#### [Task 1]
List every government body named in the post on the Supreme Court's Privacy Act ruling, including any that appear only as an abbreviation, and write each as the post gives it.
#### [Task 2]
Carry on the post about the Supreme Court's Privacy Act ruling from its last sentence, in the same voice.

Supreme Court: No Privacy Act Liability for Mental and Emotional Distress

Back in July of last year, I wrote about a case in the Supreme Court called FAA v. Cooper. In that Privacy Act case, a victim of a government privacy invasion had alleged “actual damages” based on evidence of mental and emotional distress.

Cooper, a recreational pilot who was HIV-positive, had chosen to conceal his health status generally, but revealed it to the Social Security Administration for the purposes of pursuing disability payments. When the SSA revealed that he was HIV-positive to the Department of Transportation, which was investigating pilot’s licenses in the hands of the medically unfit, the SSA violated the Privacy Act. Cooper claimed that he suffered mental and emotional distress at learning of the disclosure of his health status and inferentially his sexual orientation, which he had kept private.

The question before the Court was whether the Privacy Act’s grant of compensation for “actual damages” included damages for mental and emotional distress. This week the Court held … distressingly … [sorry, I had to] … NO. Under the doctrine of sovereign immunity, the Privacy Act has to be explicit about providing compensation for mental and emotional distress. Justice Alito wrote for a Court divided 5-3 along traditional ideological lines (Justice Kagan not participating).

#### [Extracted entries]
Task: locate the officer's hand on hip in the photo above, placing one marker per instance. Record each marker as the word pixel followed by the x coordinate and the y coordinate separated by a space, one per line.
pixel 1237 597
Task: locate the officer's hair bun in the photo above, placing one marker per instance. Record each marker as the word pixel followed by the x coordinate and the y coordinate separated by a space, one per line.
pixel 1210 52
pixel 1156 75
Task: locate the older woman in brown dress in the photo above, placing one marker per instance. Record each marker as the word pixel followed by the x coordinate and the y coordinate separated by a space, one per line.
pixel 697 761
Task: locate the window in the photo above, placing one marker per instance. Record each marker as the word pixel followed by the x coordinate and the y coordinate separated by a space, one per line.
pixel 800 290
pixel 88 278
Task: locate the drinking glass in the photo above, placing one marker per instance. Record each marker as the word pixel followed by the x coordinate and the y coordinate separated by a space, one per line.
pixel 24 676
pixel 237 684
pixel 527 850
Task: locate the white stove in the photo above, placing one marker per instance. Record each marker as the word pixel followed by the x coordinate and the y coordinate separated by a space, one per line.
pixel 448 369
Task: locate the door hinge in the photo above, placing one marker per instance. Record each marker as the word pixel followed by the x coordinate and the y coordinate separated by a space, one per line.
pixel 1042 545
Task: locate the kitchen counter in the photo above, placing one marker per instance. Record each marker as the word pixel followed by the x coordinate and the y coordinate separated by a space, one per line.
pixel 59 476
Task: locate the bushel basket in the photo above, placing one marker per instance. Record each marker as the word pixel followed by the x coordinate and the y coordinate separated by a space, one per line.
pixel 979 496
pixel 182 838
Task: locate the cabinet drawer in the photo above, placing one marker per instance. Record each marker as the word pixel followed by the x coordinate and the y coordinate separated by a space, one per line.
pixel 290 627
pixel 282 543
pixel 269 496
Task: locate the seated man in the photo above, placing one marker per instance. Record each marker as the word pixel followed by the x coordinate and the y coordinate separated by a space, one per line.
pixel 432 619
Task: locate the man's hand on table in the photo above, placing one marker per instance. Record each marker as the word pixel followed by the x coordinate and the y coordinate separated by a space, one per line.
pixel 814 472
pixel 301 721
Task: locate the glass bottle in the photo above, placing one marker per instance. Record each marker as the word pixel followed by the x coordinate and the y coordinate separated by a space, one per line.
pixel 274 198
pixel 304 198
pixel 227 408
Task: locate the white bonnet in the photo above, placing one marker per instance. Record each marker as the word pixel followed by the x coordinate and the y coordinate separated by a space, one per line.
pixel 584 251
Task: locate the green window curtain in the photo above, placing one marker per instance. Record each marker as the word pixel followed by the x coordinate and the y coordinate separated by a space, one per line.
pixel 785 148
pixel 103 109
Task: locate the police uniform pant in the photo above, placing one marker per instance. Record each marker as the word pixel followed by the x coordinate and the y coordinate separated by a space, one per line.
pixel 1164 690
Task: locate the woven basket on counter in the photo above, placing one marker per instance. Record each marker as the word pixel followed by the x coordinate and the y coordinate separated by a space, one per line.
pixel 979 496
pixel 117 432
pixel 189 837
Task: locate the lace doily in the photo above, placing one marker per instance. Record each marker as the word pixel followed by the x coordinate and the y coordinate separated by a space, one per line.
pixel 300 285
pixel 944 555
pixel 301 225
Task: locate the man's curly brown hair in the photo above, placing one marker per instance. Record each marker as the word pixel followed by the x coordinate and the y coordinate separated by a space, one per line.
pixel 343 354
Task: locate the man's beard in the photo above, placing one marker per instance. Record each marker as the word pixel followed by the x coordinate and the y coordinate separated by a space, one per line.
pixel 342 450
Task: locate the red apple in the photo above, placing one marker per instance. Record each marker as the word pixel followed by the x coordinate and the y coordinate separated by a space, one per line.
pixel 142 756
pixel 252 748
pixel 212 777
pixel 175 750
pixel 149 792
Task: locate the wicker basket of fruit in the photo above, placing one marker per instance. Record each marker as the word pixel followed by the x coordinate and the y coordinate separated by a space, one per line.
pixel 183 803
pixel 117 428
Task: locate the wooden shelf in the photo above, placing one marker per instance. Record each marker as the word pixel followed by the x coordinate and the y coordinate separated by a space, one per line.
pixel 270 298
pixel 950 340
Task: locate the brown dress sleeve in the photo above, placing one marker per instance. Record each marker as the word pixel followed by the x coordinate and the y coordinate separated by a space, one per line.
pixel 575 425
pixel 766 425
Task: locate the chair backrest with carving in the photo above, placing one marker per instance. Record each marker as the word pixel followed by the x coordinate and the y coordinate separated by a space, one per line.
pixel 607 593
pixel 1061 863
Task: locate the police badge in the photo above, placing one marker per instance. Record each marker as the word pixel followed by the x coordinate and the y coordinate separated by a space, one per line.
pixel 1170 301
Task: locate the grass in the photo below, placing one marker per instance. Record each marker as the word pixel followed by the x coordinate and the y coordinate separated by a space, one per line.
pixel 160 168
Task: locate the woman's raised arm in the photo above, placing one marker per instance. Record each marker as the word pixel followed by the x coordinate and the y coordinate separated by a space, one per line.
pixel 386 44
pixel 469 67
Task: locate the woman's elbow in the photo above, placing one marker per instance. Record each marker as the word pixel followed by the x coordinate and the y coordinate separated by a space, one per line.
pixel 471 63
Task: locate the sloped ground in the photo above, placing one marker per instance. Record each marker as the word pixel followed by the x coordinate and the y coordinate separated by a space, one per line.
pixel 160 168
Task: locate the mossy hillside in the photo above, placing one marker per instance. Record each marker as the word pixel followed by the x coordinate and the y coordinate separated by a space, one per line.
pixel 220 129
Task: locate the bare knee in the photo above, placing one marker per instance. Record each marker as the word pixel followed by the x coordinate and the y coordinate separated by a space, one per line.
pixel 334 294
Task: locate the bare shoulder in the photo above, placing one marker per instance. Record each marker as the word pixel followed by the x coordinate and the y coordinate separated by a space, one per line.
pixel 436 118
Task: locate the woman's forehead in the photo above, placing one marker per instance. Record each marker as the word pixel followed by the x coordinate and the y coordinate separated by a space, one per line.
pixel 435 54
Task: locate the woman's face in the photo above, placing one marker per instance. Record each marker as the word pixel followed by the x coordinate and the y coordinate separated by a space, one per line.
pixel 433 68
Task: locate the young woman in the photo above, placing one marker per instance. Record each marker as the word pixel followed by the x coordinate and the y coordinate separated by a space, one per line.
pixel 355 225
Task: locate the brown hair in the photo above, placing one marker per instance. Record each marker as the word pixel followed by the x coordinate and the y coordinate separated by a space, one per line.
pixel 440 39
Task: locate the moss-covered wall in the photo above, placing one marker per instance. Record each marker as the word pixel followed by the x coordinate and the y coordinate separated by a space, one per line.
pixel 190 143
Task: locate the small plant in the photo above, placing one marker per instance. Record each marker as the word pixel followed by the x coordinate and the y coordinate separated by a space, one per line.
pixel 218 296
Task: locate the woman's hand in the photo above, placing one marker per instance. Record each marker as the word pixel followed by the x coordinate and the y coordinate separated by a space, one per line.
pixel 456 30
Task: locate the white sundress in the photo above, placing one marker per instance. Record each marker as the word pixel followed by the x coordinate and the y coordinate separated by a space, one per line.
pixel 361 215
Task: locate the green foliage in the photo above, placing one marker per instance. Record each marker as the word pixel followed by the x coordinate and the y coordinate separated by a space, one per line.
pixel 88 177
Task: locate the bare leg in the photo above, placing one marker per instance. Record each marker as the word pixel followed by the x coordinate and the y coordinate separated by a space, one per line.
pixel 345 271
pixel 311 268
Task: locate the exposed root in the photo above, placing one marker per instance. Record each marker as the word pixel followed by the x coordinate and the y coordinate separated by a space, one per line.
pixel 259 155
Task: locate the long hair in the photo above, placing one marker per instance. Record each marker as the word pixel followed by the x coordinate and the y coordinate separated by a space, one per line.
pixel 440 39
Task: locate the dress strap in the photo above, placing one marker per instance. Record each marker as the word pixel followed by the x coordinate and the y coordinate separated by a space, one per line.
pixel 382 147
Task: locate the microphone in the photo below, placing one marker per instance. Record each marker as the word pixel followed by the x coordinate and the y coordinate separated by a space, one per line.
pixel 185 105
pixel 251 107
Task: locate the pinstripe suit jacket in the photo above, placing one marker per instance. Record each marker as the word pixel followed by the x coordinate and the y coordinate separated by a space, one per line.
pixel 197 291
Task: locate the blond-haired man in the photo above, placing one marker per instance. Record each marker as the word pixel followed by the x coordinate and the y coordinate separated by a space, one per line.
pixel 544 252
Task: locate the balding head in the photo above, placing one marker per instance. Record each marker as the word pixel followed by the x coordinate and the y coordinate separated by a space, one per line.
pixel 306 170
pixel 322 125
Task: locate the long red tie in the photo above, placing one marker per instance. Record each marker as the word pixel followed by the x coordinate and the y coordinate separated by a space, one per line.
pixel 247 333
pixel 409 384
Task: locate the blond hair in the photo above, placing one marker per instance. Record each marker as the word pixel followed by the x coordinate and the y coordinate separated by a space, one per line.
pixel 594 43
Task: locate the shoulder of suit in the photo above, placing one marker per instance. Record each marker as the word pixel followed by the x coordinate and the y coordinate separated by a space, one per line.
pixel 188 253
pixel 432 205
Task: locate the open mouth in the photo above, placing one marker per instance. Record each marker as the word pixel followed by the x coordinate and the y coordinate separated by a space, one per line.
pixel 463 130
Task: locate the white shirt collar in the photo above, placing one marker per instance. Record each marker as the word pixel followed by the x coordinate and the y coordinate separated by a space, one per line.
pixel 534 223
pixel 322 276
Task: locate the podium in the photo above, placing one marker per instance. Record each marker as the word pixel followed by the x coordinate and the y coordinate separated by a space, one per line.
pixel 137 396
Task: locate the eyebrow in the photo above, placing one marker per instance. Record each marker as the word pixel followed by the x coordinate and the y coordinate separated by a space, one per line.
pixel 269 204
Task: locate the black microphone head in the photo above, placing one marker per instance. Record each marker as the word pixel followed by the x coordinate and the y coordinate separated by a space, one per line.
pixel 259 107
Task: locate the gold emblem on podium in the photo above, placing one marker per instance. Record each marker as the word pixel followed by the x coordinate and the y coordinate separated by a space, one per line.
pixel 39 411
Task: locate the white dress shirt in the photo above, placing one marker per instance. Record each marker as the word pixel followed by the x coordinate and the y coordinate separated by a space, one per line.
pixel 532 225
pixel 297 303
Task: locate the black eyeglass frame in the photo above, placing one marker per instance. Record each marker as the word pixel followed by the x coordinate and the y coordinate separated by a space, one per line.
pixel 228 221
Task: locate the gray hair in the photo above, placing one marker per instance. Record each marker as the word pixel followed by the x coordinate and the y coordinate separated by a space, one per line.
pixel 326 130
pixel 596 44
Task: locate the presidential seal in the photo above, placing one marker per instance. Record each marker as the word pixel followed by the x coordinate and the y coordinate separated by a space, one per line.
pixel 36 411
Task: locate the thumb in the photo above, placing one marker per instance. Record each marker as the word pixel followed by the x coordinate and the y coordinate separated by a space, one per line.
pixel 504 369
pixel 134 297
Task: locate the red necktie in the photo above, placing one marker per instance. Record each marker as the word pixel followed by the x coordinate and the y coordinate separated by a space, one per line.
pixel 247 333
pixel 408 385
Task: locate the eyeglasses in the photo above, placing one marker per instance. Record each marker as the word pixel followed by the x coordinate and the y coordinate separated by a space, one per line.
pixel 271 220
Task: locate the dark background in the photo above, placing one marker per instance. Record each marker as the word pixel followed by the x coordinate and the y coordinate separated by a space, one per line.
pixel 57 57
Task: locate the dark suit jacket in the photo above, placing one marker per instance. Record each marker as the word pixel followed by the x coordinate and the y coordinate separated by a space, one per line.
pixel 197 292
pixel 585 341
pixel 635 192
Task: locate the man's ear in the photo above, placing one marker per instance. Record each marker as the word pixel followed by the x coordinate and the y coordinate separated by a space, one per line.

#### [Written reply 1]
Supreme Court; FAA; Social Security Administration (SSA); Department of Transportation

#### [Written reply 2]
The decision itself is a nice example of two sides contesting how statutory language should be interpreted. My preference would have been for the Court to hold that the Privacy Act recognizes mental and emotional distress. After all, a privacy violation is the loss of confident control over information, which, depending on the sensitivity and circumstances, can be very concerning and even devastating.

The existence of harm is a big elephant in the privacy room. Many advocates seem to be trying to lower the bar in terms of what constitutes harm, arguing that the creation of a risk is a harm or that worrisome information practices are harmful. But I think harm rises above doing things someone might find “worrisome.” Harm may occur, as in this case, when one’s (hidden) HIV status and thus sexual orientation is revealed. Harm has occurred when one records and uploads to the Internet another’s sexual activity. But I don’t think it’s harmful if a web site or ad network gathers from your web surfing that you’ve got an interest in outdoor sports.

The upshot of Cooper is this: Congress can and should amend the Privacy Act so that the damages it must compensate when it has harmed someone include real and proven mental and emotional distress.